PROVIDED PASSAGE Start Marker
The G5s were the last steam locomotive to operate in revenue service on Long Island. The last seven in operation, numbers 21, 24, 32, 35, 38, 39, and 50, were in service until late 1955. In October of that year, a special "End of Steam Ceremony" was held at Hicksville. Engines 35 and 39 each pulled a single coach to the station with local Boy Scouts on board. Upon arriving, the coaches were uncoupled from the two steam engines, and each coupled to an Alco RS3 diesel locomotive. 35 and 39 were then coupled nose to nose, and ran west to the shops at Morris Park. 35 would run one more fantrip the following week.

== Preservation ==
The G5 is one of the best-preserved classes of PRR steam locomotives, with three surviving examples.PRR 5741 - Selected by the PRR itself for preservation upon its retirement, currently on permanent static display in the Railroad Museum of Pennsylvania. 5741 was added to the National Register of Historic Places in 1979 as Freight Locomotive No. 5741.
PROVIDED PASSAGE End Marker
SUPPLIED RECORDS Start Marker
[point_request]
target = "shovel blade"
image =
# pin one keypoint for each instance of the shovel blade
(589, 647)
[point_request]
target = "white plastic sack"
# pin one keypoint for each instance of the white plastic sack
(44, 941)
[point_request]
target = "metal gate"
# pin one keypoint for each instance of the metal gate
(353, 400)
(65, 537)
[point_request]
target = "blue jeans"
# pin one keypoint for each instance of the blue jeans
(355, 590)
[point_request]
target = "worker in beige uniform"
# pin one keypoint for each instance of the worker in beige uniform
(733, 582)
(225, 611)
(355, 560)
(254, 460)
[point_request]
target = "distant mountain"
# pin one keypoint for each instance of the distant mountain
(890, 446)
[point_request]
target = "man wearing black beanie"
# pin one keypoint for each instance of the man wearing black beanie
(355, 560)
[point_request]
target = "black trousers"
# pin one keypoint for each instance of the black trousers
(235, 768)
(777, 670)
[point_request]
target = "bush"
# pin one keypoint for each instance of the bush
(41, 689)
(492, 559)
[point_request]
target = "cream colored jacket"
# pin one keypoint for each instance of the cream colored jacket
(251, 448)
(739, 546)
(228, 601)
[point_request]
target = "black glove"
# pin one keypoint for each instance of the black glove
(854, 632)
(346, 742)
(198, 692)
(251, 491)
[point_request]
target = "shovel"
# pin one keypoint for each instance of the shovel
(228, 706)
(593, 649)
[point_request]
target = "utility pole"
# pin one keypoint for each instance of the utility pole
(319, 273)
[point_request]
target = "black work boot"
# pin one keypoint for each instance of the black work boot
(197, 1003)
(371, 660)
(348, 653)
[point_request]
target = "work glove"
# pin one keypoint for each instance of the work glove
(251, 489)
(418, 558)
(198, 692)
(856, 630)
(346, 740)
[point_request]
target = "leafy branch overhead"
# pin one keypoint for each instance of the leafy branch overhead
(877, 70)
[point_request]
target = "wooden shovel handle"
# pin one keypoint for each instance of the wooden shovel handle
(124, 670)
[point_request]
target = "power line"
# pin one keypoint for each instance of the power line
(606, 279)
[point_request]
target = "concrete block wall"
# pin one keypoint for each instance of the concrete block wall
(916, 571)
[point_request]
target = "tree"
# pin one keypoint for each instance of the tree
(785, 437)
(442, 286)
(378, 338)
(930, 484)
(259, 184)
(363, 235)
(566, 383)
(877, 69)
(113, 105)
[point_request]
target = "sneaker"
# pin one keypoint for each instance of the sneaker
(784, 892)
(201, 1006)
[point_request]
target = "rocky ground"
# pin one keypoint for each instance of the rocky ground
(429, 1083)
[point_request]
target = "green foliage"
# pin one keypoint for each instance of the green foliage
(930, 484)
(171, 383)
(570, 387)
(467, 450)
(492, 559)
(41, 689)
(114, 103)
SUPPLIED RECORDS End Marker
__ACTIONS TO TAKE__.
1. Say whether each statement agrees with the G5 locomotive passage, answering yes or no and quoting the words from it that settle the matter. (a) The last seven G5s in operation stayed in service until late 1955. (b) The "End of Steam Ceremony" took place at Morris Park. (c) Engine 39 ran one more fantrip the following week.
2. Please sum up the G5 locomotive passage in two sentences.
3. Carry the G5 locomotive passage on from its last sentence.

__ANSWERS FOR EACH ITEM__.
1.
(a) Yes: "The last seven in operation, numbers 21, 24, 32, 35, 38, 39, and 50, were in service until late 1955."
(b) No: "a special "End of Steam Ceremony" was held at Hicksville."
(c) No: "35 would run one more fantrip the following week."

2. The G5s were the last steam locomotives in revenue service on Long Island, and their end was marked in October 1955 by an "End of Steam Ceremony" at Hicksville, after which engines 35 and 39 ran together to the Morris Park shops. The G5 is one of the best-preserved classes of PRR steam locomotives, with three surviving examples.

3.
LIRR 35 - Donated by the LIRR to Nassau County. 35 was displayed in Eisenhower Park until 1978 and is now based at the Oyster Bay Railroad Museum in Oyster Bay, NY. The museum initially worked to secure funding for the full restoration of the locomotive to operating condition, including a conversion to oil firing, and a new tender. #35 was inspected by contractors from Steam Operations Corps, and thoroughly cleaned in preparation for the locomotive being shipped to Alabama for further restoration, but those plans fell through. In March 2024, it was announced that the locomotive would be reassembled and cosmetically restored with the running gear operational so the locomotive could be towed over museum trackage.

LIRR 39 - Offered by the LIRR to Suffolk County, it was rejected by the Suffolk County Board of Supervisors in 1956. LIRR then offered #39 for display to the Carriage Museum in Stony Brook, New York (presently, The Long Island Museum of American Art, History, and Carriages), where it was exhibited until 1980.

In 1980, the Project #39 Restoration Committee moved the locomotive to Riverhead, New York, for restoration. In 1992, the engine came under the care of the Railroad Museum of Long Island, (RMLI), based at Greenport and Riverhead, New York. The boiler and firebox are currently being restored at the Strasburg Railroad Company, Strasburg, Pennsylvania, while the rest of the locomotive remains at Riverhead.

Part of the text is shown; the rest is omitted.